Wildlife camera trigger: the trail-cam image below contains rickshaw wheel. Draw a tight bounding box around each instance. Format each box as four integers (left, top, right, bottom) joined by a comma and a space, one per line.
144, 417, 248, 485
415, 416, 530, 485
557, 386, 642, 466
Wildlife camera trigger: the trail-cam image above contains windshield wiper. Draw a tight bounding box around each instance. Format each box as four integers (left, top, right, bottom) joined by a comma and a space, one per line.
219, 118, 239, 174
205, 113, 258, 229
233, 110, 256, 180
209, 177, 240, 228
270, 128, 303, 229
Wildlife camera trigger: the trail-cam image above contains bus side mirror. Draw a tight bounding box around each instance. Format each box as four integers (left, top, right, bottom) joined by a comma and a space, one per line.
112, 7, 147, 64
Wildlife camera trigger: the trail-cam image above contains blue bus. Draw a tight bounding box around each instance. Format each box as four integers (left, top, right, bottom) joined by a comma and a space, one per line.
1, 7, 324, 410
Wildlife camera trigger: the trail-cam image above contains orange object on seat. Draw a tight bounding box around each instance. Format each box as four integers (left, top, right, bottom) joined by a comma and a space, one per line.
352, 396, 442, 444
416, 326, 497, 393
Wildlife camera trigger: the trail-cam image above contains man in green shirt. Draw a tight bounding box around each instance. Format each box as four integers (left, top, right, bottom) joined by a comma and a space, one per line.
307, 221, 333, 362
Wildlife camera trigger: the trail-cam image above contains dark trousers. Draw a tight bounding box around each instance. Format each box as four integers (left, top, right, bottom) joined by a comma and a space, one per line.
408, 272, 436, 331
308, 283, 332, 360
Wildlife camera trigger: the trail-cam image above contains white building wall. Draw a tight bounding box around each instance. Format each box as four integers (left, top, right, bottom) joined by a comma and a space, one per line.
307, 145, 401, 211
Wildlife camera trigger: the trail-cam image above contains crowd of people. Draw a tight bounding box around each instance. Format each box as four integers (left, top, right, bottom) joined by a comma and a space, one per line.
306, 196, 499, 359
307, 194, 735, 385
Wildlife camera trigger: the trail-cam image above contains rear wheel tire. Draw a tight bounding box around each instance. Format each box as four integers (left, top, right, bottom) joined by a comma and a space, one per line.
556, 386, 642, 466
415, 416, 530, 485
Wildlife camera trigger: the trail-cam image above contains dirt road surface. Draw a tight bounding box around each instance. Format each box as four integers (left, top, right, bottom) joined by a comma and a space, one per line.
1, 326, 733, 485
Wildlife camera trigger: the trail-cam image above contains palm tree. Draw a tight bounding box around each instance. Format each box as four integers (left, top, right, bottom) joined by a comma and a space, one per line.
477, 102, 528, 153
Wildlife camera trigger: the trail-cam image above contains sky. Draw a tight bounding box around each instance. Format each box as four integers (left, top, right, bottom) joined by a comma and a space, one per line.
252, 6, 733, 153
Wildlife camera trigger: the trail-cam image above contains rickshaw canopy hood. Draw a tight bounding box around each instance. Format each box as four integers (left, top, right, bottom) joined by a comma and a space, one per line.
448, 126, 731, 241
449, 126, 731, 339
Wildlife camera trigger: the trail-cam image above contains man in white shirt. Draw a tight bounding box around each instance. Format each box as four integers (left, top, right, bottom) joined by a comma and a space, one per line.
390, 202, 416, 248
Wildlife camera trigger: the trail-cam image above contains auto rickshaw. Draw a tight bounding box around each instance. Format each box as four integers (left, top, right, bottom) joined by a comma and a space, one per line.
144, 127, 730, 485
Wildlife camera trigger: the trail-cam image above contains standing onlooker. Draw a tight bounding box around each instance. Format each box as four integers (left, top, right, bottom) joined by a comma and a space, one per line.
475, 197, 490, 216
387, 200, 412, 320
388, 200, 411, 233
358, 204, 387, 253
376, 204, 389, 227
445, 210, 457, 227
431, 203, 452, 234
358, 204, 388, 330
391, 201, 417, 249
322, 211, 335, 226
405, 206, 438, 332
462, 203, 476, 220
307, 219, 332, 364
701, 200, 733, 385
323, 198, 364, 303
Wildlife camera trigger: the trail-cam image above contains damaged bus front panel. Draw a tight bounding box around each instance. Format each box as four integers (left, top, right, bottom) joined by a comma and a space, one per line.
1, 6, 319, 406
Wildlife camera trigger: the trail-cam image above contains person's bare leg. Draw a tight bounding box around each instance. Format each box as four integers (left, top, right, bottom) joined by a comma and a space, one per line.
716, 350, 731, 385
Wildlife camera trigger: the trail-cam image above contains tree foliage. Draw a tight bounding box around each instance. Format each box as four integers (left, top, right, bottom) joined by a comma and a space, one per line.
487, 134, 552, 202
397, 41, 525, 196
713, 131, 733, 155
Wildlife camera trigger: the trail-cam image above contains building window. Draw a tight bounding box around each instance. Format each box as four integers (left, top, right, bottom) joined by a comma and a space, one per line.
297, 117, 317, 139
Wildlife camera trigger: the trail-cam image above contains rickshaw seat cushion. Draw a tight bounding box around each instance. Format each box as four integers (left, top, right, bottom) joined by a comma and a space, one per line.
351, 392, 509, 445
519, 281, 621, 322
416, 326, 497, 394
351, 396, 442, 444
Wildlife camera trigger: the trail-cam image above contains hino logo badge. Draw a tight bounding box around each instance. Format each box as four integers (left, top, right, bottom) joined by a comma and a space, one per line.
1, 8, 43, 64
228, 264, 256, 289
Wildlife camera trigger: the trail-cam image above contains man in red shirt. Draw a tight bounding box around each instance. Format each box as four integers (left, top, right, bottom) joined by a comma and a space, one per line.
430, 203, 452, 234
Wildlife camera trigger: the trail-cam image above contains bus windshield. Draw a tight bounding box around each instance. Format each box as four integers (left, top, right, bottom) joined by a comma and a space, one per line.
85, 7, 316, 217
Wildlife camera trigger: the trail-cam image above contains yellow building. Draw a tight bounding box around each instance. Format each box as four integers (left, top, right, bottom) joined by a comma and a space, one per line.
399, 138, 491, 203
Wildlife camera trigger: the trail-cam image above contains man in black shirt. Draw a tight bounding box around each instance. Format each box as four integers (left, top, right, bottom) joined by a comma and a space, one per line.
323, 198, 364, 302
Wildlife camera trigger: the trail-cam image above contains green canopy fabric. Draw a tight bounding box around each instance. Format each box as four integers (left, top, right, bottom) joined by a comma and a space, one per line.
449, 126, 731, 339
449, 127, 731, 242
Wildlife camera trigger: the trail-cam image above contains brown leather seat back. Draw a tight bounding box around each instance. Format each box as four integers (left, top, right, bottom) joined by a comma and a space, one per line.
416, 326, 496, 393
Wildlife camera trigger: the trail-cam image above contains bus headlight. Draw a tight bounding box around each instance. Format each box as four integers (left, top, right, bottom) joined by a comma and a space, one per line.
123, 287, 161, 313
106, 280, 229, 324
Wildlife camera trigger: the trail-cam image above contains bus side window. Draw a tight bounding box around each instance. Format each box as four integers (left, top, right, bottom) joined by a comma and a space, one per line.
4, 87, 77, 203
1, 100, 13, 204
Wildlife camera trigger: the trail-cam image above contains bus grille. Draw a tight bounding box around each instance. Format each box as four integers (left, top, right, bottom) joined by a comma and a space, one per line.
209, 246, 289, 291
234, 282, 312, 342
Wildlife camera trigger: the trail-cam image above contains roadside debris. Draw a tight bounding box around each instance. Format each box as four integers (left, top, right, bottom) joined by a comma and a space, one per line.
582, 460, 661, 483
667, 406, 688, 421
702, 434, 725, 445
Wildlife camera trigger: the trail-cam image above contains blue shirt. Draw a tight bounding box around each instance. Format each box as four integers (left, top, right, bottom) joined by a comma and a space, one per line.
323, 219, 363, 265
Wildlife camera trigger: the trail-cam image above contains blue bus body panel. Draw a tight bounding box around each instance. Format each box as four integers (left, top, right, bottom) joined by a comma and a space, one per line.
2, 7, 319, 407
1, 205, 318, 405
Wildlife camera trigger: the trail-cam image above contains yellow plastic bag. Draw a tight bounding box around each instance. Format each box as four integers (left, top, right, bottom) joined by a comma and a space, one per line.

_____

* **Exercise details**
Return exactly the lines in the records above, beginning with the one that holds "blue bus body" and ending with the last.

* **Expected answer**
Wildlife camera trigger: the trail-cam image above contains blue bus body panel. Draw a tight bounding box around each instance. Format each box as four integers (left, top, right, bottom) joined by a comma and a space, one per line.
2, 7, 319, 407
1, 205, 318, 405
Wildlife camera trigger: the trail-cam image above contains yellow plastic bag. Draw a tight bounding box around each instance. Format each box as four integers (left, top, right, bottom) joined by a comma and a space, one per line.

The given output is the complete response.